- [PROBLEM TO SOLVE] Lines with the word "concrete" in them must be copied from the records below.

### TASK DATA

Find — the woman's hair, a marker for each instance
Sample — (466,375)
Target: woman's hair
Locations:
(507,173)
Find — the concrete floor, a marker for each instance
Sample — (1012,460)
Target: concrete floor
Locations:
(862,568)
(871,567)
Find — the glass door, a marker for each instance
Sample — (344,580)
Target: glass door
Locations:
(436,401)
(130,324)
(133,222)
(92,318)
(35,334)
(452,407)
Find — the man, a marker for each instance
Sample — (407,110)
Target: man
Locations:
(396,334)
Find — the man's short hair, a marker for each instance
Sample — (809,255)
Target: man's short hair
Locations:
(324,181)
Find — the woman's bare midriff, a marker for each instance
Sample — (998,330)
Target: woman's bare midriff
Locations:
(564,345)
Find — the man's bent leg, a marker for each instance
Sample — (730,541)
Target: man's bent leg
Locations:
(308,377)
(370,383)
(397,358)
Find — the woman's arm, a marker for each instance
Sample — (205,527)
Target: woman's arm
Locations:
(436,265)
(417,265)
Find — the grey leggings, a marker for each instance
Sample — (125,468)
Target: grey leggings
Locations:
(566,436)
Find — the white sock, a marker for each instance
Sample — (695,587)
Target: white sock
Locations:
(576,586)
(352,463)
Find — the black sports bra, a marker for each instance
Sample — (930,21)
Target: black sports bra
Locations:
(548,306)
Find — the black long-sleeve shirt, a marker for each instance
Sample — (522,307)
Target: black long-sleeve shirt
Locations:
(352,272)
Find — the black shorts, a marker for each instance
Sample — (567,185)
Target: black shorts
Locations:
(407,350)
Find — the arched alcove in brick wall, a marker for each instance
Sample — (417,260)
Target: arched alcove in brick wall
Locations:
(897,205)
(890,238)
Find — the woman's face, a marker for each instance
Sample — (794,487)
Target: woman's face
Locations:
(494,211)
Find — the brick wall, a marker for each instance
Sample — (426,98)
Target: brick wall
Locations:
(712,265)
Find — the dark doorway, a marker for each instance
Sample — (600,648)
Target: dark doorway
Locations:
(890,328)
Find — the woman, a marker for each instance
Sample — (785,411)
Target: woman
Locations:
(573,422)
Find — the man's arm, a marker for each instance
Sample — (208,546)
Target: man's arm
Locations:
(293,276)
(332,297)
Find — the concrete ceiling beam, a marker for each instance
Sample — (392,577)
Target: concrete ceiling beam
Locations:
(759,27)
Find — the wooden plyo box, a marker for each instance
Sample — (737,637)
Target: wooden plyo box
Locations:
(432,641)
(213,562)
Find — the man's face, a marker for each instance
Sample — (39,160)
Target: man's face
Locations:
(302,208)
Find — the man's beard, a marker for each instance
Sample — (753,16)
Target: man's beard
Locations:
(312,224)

######
### TASK DATA

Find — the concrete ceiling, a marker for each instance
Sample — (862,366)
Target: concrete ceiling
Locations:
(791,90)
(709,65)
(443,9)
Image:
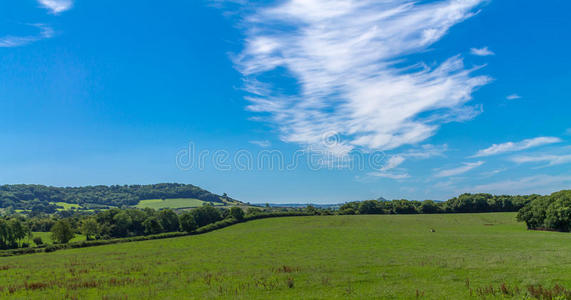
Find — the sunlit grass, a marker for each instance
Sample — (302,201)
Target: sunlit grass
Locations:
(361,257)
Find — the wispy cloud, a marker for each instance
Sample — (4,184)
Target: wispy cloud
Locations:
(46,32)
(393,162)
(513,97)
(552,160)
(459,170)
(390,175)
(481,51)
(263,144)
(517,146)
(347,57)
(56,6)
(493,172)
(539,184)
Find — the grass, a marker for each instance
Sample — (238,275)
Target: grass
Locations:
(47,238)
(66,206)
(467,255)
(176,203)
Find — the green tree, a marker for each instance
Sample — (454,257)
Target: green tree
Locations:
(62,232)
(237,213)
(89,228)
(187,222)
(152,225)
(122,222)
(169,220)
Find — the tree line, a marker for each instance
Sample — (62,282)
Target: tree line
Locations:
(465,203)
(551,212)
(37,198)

######

- [RESULT OF THIS EXERCISE]
Find — the concrete floor, a marker for each instance
Target: concrete floor
Find — the concrete ceiling beam, a marker for each instance
Target: concrete ceiling beam
Find — the concrete ceiling, a marker for each instance
Target: concrete ceiling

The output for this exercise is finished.